[Verilen metin]
Erdost kardeşler insanın insan tarafından sömürülmediği, kardeşliğin, barışın, eşit ve özgür bir toplumun dünyada ve Türkiye'de inşası için yaşamlarını verdiler.
Sol Yayınları'nın Marksist klasikleri yayınlamaya başlamasının hemen ardından Muzaffer ağabeyin üzerine tufan gibi yağan dava yağmurunu göğüsleyen babam Halit Çelenk’le Muzaffer ağabeyin yolları sık sık mahkemelerde ve cezaevlerinde kesişti.
Bu sadece bir sanık-savunman ilişkisi değildi. Her ikisinin de dünyayı değiştirme mücadelesindeki ortaklıklarıydı.
Ülkemizde ve dünyada süregelen bu sınıf mücadelesi çerçevesinde paylaşılan en büyük acı sanırım İlhan'ın katledilmesiydi. Evimize gelen telefonun ardından babamın Mamak'a gidişi, İlhan'ın paltosunu teslim alışı ve Muzaffer ağabeyle görüşmeleri, Rana abla ve Gül'e haberin verilmesi için Erdostların evine gidişimiz... 12 Eylül döneminde babam ve Muzaffer ağabey 142. madde sanıkları olarak DGM’de birlikteyargılandılar. Gül ile İlhan'ın evliliği, Türküler ve Alaz'ın doğumları, yaz tatilleri gibi neşeli günler de yaşanmadı değil bu karanlık dönemlerin ara sıra aydınlanan sabahlarında. Muzaffer ağabey annemi, "Burada, Marx'ın, 'Büyük toplumsal devrimler kadın mayası olmadan gerçekleşemez!' özlü sözünü anımsamamak olanaklı mı? Yani, bilinci ve bilgisiyle, sevgisi, tutkusu ve özverisiyle onu bütünleyen, tüm varlığıyla bu devrim hamurunun mayası olan, Halit Çelenk ışığına ışık olan ve bizi ışıtan Şekibe Çelenk'i, burada sevgiyle kucaklamamak olanaklı mı?" sözleriyle son yolculuğuna uğurladı. Kendisi de üç gün sonra vefat etti. Erdost ailesiyle Çelenk ailesi arasındaki bu kadim dostluğa tanıklık ettim. Duyduğum sonsuz mutluluk ve onuru aramızdan ayrılışının birinci yılında paylaşmadan yapamadım.

[Yapılacak iş] Erdost ve Çelenk aileleri arasındaki dostluğu anlatan metni kaldığı yerden sürdürün. Satırların bu metinle hiçbir ilgisi yoktur.

[Veri kesiti]
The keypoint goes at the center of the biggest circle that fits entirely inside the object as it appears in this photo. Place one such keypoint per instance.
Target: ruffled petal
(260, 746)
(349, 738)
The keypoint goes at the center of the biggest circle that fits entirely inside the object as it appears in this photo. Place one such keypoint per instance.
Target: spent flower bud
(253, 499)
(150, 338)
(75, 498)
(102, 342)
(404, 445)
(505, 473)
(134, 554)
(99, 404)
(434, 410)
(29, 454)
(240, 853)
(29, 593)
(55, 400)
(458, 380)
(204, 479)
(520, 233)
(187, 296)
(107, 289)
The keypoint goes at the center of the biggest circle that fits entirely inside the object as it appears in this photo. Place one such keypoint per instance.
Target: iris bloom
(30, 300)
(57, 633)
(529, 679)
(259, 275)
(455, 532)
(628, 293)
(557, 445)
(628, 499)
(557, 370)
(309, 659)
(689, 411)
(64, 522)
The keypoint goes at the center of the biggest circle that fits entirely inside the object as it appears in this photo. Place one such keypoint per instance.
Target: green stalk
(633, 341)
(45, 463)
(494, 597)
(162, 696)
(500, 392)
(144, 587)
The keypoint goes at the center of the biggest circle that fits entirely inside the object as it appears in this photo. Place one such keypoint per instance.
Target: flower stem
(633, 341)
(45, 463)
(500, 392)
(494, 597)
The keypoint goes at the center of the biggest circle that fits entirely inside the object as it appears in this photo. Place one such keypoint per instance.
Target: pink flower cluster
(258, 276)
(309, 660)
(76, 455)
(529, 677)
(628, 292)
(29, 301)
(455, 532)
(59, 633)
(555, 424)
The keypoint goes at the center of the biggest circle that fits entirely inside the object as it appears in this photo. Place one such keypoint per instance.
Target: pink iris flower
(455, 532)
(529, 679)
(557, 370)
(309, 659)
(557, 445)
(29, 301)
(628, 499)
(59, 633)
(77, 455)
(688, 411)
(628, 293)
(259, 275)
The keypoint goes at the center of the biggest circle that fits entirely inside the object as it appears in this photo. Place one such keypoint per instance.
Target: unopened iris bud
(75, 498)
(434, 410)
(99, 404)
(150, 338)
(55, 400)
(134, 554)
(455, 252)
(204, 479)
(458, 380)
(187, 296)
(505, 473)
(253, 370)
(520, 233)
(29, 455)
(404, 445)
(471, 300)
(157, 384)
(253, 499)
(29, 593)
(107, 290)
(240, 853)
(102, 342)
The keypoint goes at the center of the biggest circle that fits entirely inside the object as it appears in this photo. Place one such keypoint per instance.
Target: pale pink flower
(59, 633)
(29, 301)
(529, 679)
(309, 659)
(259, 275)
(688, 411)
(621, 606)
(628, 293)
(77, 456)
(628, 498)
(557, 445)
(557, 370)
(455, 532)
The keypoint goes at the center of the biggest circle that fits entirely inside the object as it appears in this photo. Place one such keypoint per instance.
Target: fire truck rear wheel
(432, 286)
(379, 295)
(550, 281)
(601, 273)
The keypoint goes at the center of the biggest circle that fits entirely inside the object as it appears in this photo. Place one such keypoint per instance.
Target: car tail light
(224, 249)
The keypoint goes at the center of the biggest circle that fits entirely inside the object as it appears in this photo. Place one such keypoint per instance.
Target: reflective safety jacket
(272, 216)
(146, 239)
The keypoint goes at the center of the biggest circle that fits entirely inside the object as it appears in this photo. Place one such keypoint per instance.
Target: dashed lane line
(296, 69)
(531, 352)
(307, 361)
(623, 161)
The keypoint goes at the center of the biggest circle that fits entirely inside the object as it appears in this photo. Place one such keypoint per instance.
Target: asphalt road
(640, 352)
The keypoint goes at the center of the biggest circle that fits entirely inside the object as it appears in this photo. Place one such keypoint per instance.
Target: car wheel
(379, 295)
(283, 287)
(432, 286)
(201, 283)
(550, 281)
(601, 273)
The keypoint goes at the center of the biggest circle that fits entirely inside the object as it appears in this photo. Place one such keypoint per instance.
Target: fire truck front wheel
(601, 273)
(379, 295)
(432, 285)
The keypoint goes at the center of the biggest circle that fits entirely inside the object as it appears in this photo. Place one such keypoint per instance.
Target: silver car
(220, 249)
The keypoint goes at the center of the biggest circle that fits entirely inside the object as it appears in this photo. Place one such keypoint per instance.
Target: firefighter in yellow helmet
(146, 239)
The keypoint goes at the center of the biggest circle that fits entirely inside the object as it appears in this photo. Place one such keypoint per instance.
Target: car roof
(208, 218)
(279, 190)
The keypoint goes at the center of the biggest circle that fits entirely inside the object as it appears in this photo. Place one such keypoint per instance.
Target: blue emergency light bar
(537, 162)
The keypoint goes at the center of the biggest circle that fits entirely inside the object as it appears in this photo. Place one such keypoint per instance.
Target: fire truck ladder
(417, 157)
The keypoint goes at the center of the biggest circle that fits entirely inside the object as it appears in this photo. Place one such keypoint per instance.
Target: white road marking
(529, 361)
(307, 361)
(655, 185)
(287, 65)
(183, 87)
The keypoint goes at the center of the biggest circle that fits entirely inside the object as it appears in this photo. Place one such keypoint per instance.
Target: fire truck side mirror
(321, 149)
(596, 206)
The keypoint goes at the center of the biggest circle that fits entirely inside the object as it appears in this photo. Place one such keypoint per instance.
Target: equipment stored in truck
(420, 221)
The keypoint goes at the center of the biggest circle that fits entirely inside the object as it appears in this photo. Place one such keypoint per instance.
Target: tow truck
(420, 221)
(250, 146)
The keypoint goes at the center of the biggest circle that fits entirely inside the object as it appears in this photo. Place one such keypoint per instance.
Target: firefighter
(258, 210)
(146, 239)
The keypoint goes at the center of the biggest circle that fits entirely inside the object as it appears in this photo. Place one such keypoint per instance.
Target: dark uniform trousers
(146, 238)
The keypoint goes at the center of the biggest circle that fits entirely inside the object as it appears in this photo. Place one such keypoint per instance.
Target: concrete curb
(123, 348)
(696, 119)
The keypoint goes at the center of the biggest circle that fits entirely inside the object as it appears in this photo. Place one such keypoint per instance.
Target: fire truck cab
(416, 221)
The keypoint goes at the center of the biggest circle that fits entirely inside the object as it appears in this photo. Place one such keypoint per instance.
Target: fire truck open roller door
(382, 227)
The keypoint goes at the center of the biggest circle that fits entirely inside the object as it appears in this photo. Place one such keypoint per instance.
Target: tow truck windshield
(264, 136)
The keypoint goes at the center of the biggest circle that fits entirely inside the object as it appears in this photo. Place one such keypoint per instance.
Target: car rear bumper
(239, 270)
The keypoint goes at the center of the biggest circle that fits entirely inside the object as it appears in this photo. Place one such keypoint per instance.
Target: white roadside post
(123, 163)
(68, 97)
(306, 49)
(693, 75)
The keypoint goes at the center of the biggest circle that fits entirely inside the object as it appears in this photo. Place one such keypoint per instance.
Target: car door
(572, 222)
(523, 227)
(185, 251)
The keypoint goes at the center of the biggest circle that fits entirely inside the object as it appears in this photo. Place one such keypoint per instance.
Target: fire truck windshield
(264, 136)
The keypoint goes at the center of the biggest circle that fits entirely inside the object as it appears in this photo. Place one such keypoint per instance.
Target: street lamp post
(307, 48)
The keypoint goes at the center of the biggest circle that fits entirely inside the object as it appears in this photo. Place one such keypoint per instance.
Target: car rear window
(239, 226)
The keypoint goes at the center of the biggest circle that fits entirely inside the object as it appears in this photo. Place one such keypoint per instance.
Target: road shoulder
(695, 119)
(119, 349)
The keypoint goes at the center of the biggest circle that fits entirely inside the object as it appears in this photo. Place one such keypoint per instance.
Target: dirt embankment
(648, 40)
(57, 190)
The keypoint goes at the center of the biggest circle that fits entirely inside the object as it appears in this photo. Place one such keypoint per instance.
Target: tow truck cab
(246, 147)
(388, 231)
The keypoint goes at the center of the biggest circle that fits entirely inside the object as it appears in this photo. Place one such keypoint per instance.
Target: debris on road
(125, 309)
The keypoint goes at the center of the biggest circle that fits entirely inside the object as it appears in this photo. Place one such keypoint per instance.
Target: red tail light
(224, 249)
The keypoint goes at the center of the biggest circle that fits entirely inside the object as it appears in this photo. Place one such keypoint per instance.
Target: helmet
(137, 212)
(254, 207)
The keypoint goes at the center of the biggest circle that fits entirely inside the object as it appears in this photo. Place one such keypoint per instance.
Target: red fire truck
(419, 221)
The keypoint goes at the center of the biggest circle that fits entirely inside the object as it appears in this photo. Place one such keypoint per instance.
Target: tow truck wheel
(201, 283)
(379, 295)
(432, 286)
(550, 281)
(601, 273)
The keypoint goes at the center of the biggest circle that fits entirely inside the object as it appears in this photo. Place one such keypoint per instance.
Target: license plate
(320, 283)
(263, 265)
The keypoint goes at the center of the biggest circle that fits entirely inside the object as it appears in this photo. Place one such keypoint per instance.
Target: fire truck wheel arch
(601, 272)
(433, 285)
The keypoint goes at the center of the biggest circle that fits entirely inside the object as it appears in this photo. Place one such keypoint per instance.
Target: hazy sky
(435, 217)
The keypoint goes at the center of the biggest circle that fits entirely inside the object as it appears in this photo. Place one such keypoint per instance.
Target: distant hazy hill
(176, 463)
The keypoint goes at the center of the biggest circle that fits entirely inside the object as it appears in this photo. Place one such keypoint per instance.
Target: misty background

[Yanıt]
Menderes'in başında bulunduğu DP hükümetinin ilk yıllarında Tokat'ın Artova ilçesinde orta ve lise öğrenimini tamamlayan Muzaffer ağabey 1951'de Ankara'ya gelerek Veteriner Fakültesi'nde yüksek eğitime başlar. 1956'da mezun olacağı fakültede geçirdiği yıllar sırasında, öğrenci derneğinde anma toplantıları, şiir, öykü gecelerinin düzenlenmesi etkinliklerinde yer alır.
Edebiyata olduğu kadar “Halkçı, eşitlikçi, bağımsızlıkçı fikirlere” de büyük eğilim duymuştur kendini bildi bileli. Edebi uğraşlarının yanı sıra dünyayı ve ülkesini, olayları ve düzeni sürekli olarak sorgulayan Erdost'un dönemin DP iktidarının baskıcı uygulamalarına da karşı çıkmaması olası değildir. 1960 hareketini Ankara 'da askeri bir cezaevinde karşılar.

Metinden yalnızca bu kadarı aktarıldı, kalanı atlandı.